:: Task data ::
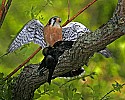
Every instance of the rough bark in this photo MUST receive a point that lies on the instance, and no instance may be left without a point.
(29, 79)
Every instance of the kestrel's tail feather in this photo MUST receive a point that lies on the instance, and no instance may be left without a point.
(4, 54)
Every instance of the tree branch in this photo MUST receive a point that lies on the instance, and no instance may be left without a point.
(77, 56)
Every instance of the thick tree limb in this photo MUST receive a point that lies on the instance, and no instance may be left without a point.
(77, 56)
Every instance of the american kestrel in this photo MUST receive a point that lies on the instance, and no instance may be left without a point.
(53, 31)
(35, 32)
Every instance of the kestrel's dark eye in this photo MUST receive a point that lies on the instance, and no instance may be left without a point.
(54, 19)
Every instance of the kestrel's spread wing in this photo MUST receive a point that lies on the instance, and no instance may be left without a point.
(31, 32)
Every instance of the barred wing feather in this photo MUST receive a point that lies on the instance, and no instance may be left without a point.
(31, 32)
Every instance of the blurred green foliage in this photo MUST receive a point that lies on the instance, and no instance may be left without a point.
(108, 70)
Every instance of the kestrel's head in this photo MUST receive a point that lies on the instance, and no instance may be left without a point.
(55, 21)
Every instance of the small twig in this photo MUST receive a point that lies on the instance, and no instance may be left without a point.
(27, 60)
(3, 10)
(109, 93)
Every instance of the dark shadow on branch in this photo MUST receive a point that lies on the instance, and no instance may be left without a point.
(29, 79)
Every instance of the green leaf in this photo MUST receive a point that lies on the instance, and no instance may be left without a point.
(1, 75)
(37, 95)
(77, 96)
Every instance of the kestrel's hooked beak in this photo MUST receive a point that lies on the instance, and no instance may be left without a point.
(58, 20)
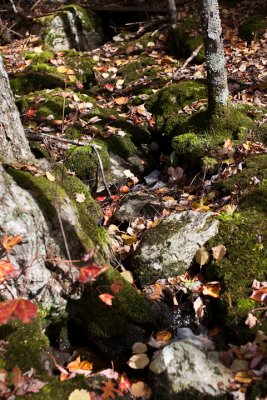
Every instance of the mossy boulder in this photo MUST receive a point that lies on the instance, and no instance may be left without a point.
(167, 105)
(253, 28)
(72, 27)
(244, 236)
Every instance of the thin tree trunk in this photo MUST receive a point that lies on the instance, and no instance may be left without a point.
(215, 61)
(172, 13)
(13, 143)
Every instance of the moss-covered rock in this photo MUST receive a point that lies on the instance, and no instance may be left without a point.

--

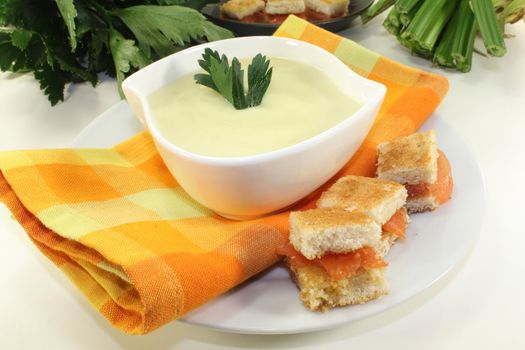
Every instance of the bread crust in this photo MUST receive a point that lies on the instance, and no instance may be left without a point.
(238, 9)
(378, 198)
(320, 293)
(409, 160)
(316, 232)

:: Directive ::
Report every line of the listing that contains the string "branch", copying each such line in full. Case counts.

:: Written solution ::
Every instance of the tree branch in this photo MUST receive a point that lies on the instance, and no instance may be left without a point.
Every instance of the dark shadow on branch in this photo MUST receive a point that lies on the instance, and no instance may be left without a point.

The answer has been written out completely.